[Work item]
All of the entries should be returned without a single change.

------------

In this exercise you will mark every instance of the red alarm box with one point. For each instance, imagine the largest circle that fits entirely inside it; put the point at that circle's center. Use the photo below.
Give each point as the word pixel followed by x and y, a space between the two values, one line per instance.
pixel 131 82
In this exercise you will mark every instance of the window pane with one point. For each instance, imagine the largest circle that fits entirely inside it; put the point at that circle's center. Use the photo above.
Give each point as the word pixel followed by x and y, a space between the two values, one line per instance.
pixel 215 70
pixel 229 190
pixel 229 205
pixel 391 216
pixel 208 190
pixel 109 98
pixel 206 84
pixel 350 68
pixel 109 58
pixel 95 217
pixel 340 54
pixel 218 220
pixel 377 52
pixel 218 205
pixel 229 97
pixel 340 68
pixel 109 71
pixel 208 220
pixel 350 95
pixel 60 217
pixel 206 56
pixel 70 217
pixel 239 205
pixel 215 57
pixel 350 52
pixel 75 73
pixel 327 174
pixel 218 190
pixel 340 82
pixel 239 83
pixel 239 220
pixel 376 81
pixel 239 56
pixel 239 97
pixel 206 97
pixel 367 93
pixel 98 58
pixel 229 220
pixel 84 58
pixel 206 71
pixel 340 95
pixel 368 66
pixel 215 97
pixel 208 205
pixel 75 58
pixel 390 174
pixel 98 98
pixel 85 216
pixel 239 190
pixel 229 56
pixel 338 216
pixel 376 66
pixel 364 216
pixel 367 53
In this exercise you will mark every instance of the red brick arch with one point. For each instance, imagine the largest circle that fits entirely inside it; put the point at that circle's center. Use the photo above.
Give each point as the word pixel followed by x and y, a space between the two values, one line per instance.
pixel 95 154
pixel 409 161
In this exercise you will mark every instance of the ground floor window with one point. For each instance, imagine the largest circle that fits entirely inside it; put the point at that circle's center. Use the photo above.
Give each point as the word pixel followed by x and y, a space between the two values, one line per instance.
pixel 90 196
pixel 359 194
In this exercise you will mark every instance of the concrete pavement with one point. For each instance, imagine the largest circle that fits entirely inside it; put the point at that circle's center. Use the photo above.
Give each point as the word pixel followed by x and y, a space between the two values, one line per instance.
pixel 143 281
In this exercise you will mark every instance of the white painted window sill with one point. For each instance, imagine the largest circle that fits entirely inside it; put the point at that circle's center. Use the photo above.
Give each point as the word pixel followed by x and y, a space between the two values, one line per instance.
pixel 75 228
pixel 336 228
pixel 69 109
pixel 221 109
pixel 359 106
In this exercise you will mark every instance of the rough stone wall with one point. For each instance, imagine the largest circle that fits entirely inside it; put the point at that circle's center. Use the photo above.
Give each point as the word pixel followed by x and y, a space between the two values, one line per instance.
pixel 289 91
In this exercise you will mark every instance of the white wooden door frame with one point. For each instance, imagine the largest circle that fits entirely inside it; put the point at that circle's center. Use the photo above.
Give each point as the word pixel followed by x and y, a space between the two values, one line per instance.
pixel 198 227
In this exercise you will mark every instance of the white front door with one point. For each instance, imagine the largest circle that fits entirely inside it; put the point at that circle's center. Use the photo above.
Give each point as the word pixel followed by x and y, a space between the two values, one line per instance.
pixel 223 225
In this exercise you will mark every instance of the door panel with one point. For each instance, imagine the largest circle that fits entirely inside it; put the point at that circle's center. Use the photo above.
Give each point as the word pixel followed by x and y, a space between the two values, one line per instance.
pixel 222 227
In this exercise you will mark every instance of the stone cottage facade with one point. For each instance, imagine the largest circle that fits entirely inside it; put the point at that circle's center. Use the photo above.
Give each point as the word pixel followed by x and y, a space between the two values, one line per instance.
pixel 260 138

------------

[Written response]
In this exercise you will mark every instance of the red alarm box with one point. For each instance, imagine the largest circle that fits entirely inside it; put the point at that circle's center. Use the photo below.
Give each point as the word pixel followed by x and y, a space between the two values, one line per instance.
pixel 131 82
In this exercise you will mark every instance of the window pane with one point. For each instance, imagine the largest circle that fits entirely inside it; put the point at that circle's center. Use the photo above.
Give each point as the word pixel followed by x and y, a space between the two values, one line per instance.
pixel 215 70
pixel 229 190
pixel 229 205
pixel 391 216
pixel 208 190
pixel 109 98
pixel 206 84
pixel 350 68
pixel 109 58
pixel 95 217
pixel 340 54
pixel 218 220
pixel 377 52
pixel 218 205
pixel 229 97
pixel 340 68
pixel 109 71
pixel 208 220
pixel 350 95
pixel 60 217
pixel 206 56
pixel 70 217
pixel 239 205
pixel 215 57
pixel 350 52
pixel 75 73
pixel 327 174
pixel 218 190
pixel 340 82
pixel 239 83
pixel 239 220
pixel 376 81
pixel 239 56
pixel 239 97
pixel 206 97
pixel 367 93
pixel 98 58
pixel 229 220
pixel 84 58
pixel 206 71
pixel 340 95
pixel 368 66
pixel 215 97
pixel 208 205
pixel 75 58
pixel 390 174
pixel 98 98
pixel 85 216
pixel 239 190
pixel 229 56
pixel 338 216
pixel 376 66
pixel 364 216
pixel 367 53
In this exercise you will mark every instance of the red brick arch with one point. For each instance, imagine the largest circle that fits entirely inside it; put the point at that circle's center. Use the photo above.
Give each point as the word pixel followed by x and y, a space between the two values, one line per instance.
pixel 95 154
pixel 409 161
In this exercise you will mark every instance of the ground floor window with one point. For each instance, imagine the largest circle that fits entirely inside it; put the point at that circle's center. Use the photo above.
Give each point as the word pixel followed by x and y, a space between the two values, one line per instance.
pixel 90 196
pixel 359 194
In this exercise you will mark every instance of the concrete pavement with one point. For each instance, imagine the largest circle that fits entirely inside it; put the point at that circle's center. Use the photo above.
Give each point as the word pixel followed by x and y, a space between the two values, one line per instance.
pixel 143 281
In this exercise you will mark every instance of the white painted window sill with one point. For each instance, imagine the largest circle that fits entirely inside it; put the point at that circle's center. Use the photo above.
Give each point as the word pixel followed by x and y, a space between the two values, one line per instance.
pixel 75 228
pixel 336 228
pixel 69 109
pixel 221 109
pixel 359 106
In this exercise you will mark every instance of the rough stone wall with one point. For each instance, imagine the largest circle that fits entirely inside it; put the point at that circle's center. Use the photo above.
Give each point as the word pixel followed by x and y, a space between the two values, one line per instance.
pixel 289 91
In this exercise you will mark every instance of the white wooden door frame with one point. For each instance, imagine the largest circle that fits entirely inside it; put the point at that circle's center. Use the photo above.
Give each point as the word pixel followed by x and y, a space between the two values, one line per instance.
pixel 198 227
In this exercise you will mark every instance of the white front door with one point. For each instance, imagine the largest circle that fits entirely inside it; put the point at that circle's center. Use the photo above.
Give each point as the word pixel followed by x and y, a space between the two values, one line per instance.
pixel 223 225
In this exercise you will mark every instance of the door panel with one point. For each instance, imagine the largest circle that fits entirely inside it; put the point at that circle's center. Use the photo above.
Give each point as the word pixel followed by x and y, a space between the two values, one line per instance.
pixel 222 227
In this exercise you will mark every instance of the stone cottage facade with one point. For each instance, imagine the largest circle that fits entirely inside it; put the point at that circle's center. Use the photo above.
Give each point as the word pixel followed by x and y, a space between the two values, one line per instance.
pixel 260 138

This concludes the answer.